> [Exercise objective] Copy each of the entries below word for word, leaving nothing out and changing nothing.

START

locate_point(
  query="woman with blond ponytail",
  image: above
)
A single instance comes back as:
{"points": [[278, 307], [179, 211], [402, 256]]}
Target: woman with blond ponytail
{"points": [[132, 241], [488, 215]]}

END

> [Right answer]
locate_point(
  query="woman with blond ponytail",
  image: above
)
A single instance comes back as:
{"points": [[278, 307], [179, 211], [402, 256]]}
Target: woman with blond ponytail
{"points": [[132, 241], [488, 215]]}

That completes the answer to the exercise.